Exercise prompt:
Rewrite the part of the CNI text starting with "The other thing" and going on through "to your configuration.", replacing "powerful" with "useful".

Document text:
• • •

CNI positions itself as a generic plugin-based networking solution for application containers on Linux, the container networking interface. What does that mean? The idea here is that since we have a network namespace, there are many different networking solutions in the ecosystem. Things like Calico, Weave, Cilium. These all come to mind. The way that you join workloads to those networking technologies is through their individual CNI plugins.

Let's talk about how this works a little bit. When you want to use a CNI plugin, you have to define a CNI configuration. That's what's on the configuration on this screen. You can give it a name, the type of plugin it is, and then additional parameters for that plugin. In this case, in this example is using the bridge plugin which creates a virtual interface and joins it with a bridge on the host. Then, that bridge plugin has some additional parameters like the name of the bridge, if we're going to use the default gateway and then we have to use an IPAM plugin as well to allocate an address. In this example, we're using a well-known host local IPAM plugin, which is just going to allocate an address from a block of addresses. That's going to be unique just to the workloads running on that host.

The way it works from Nomad's side is Nomad first creates the allocation and its network namespace. It's got that network namespace file descriptor. It gives that to the CNI plugin along with the rest of this configuration. The CNI plugin sort of takes over plumbing in any interfaces that it's configured into that network namespace, setting routes, iptables, rules, anything it needs to do to connect it with its technology.

There are many well-known CNI plugins that have been built by the community and as a matter of fact, Nomad's bridge networking mode is really just an opinionated CNI configuration that uses the bridge plugin, the host local, IPAM plugin and then a few other meta-plugins to do port mapping and configure iptables but there are many more plugins available from these reference plugins and many more that the community has built as well.

Let's look at what actually using CNI in your Nomad cluster would look like. On the left, is our configuration for our client. We've defined the CNI path, the path to all of those CNI plugin binaries, as well as the configuration directory. When the Nomad client starts up, it goes through a process that we call fingerprinting where it detects all of the different facets about the host and one of those is CNI fingerprinting. It's going to go through this CNI configuration directory and go through each CNI configuration and report that back to the server as a CNI network that is available on this host. We've just got an example CNI configuration in this case.

Then, if you want to actually use the networking mode in your network block of your job description, you just set the mode to CNI slash the name of that CNI network. Then, it will find a machine in your cluster that's registered with that CNI network.

The other thing I want to point out here is the use of this port map plugin. What's really interesting is this port map plugin takes a well-known set of arguments to enable mapping ports from inside the network namespace to the host and this is how the bridge networking mode in Nomad does port mapping but that can work for any CNI network. Just have to include this port map plugging as one of the plugins in your configuration chain. If you do that, you're automatically integrated with Nomad's port blocks where it can allocate a dynamic port or a static port and then map it into the network namespace. It's kind of a really neat and powerful feature about CNI and you can integrate with these features just by adding a plugin to your configuration.

Like I said, during that fingerprinting process, the Nomad client is going to detect what CNI networks are available on the host. If you try and run a job with a network that doesn't exist, in this case, we're going to do a Nomad plan, which is like a dry run of scheduling. We'll be able to see how a job is scheduled without actually performing and registering that job.

• • •

Data listing:
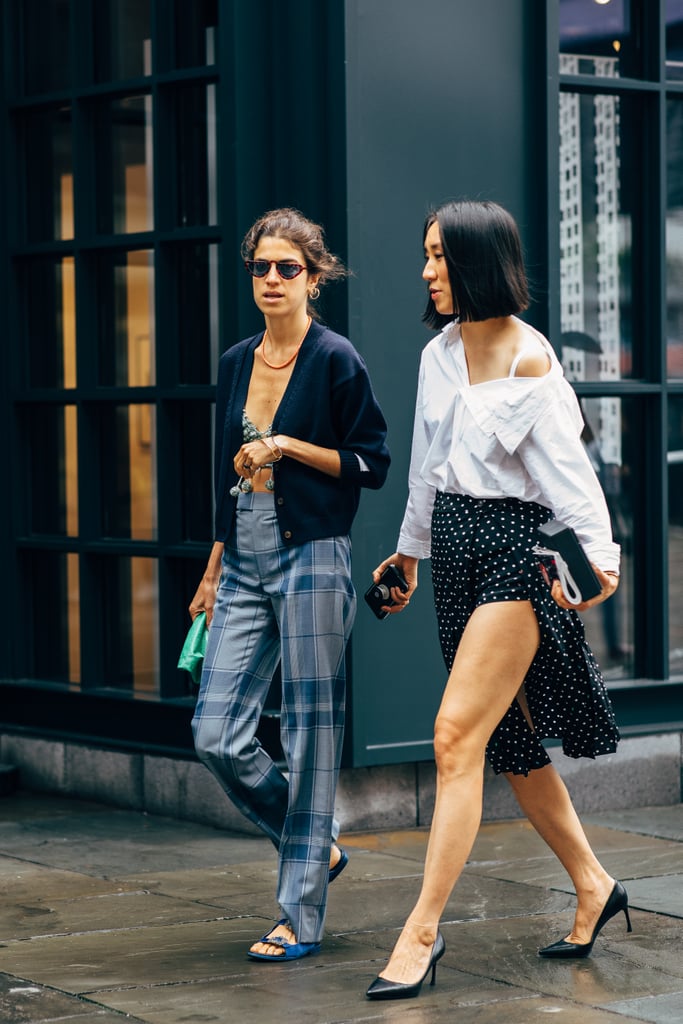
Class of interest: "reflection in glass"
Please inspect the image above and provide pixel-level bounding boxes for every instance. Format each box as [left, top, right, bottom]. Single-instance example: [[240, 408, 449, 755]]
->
[[560, 92, 633, 381], [20, 256, 76, 388], [581, 398, 638, 680], [130, 558, 159, 693], [175, 0, 218, 68], [175, 85, 218, 227], [92, 0, 150, 82], [96, 557, 159, 693], [99, 403, 157, 541], [96, 96, 154, 234], [174, 243, 219, 384], [667, 97, 683, 380], [67, 555, 81, 683], [20, 551, 81, 684], [23, 403, 78, 537], [174, 401, 214, 543], [559, 0, 638, 77], [21, 0, 72, 93], [666, 0, 683, 82], [25, 106, 74, 242], [98, 249, 156, 387], [667, 395, 683, 676]]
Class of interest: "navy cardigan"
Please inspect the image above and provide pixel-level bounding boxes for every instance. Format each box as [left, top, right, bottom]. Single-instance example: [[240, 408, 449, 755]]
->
[[215, 321, 390, 545]]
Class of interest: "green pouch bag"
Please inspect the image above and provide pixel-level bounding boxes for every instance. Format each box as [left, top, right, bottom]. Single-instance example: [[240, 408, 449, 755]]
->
[[178, 611, 209, 686]]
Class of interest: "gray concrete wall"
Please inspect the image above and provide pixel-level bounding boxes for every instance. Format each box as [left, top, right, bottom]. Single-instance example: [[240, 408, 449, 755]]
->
[[0, 732, 683, 833]]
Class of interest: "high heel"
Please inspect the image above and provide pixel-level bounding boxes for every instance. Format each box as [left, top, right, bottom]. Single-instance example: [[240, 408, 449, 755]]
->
[[539, 882, 633, 959], [366, 932, 445, 999]]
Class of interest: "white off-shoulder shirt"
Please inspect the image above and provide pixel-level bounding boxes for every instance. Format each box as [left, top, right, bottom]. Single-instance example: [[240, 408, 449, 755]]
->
[[396, 321, 620, 572]]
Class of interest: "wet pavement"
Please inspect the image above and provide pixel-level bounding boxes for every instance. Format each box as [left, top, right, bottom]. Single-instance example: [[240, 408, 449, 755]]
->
[[0, 794, 683, 1024]]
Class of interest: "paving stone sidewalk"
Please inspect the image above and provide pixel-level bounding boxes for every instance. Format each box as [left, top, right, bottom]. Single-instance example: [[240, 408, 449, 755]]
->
[[0, 793, 683, 1024]]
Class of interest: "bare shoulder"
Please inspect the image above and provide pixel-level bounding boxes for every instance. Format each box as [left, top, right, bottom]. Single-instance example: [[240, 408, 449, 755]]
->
[[515, 344, 550, 377]]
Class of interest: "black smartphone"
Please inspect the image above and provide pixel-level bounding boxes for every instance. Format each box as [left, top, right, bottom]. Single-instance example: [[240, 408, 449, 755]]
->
[[536, 519, 602, 604], [364, 565, 408, 618]]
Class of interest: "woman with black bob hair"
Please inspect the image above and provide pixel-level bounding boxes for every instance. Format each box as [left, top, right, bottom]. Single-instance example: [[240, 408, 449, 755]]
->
[[367, 202, 631, 999]]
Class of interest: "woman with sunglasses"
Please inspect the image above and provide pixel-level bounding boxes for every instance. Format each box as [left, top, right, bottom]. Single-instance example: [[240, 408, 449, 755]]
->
[[189, 209, 389, 963], [367, 203, 630, 999]]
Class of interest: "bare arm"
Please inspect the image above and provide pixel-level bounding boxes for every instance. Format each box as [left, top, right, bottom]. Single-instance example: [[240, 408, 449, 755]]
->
[[233, 434, 341, 479]]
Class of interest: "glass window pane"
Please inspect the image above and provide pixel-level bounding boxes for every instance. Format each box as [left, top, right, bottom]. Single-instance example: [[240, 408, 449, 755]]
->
[[92, 0, 152, 82], [667, 0, 683, 82], [25, 106, 74, 242], [668, 395, 683, 676], [560, 92, 637, 381], [18, 256, 76, 388], [175, 85, 218, 227], [93, 557, 159, 694], [20, 0, 72, 93], [667, 97, 683, 380], [171, 243, 219, 384], [559, 0, 640, 78], [175, 0, 218, 68], [20, 551, 81, 683], [97, 403, 157, 541], [95, 96, 154, 234], [22, 404, 78, 537], [174, 402, 214, 544], [98, 249, 156, 387], [581, 398, 640, 680]]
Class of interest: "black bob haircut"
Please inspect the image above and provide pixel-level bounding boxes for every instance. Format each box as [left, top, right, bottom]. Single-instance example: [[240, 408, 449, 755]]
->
[[422, 201, 529, 330]]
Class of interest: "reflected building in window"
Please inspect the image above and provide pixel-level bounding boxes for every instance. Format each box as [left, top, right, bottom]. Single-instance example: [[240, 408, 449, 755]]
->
[[559, 53, 628, 465]]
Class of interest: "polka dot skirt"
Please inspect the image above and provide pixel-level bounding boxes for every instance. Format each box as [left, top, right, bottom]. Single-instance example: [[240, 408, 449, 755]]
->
[[431, 492, 618, 775]]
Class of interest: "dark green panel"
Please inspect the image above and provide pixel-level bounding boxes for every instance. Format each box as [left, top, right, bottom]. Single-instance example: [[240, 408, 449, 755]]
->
[[346, 0, 546, 765]]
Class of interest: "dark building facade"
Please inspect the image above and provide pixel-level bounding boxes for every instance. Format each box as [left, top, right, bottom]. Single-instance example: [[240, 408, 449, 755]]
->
[[0, 0, 683, 806]]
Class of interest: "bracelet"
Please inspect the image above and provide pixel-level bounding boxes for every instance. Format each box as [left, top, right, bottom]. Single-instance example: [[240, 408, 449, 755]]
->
[[261, 437, 283, 462]]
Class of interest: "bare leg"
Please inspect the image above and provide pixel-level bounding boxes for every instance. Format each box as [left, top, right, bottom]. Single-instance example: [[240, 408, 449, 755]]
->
[[380, 601, 539, 984], [506, 765, 614, 943]]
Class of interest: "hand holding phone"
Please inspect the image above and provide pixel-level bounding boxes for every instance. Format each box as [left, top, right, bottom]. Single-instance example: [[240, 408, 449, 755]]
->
[[364, 564, 408, 618]]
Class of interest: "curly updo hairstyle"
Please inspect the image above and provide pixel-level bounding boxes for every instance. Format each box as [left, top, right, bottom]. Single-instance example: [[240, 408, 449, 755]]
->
[[240, 207, 348, 316]]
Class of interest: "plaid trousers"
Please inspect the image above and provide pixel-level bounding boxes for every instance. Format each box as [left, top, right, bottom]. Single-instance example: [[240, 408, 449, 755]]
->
[[193, 493, 356, 942]]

• • •

Answer to the task:
The other thing I want to point out here is the use of this port map plugin. What's really interesting is this port map plugin takes a well-known set of arguments to enable mapping ports from inside the network namespace to the host and this is how the bridge networking mode in Nomad does port mapping but that can work for any CNI network. Just have to include this port map plugging as one of the plugins in your configuration chain. If you do that, you're automatically integrated with Nomad's port blocks where it can allocate a dynamic port or a static port and then map it into the network namespace. It's kind of a really neat and useful feature about CNI and you can integrate with these features just by adding a plugin to your configuration.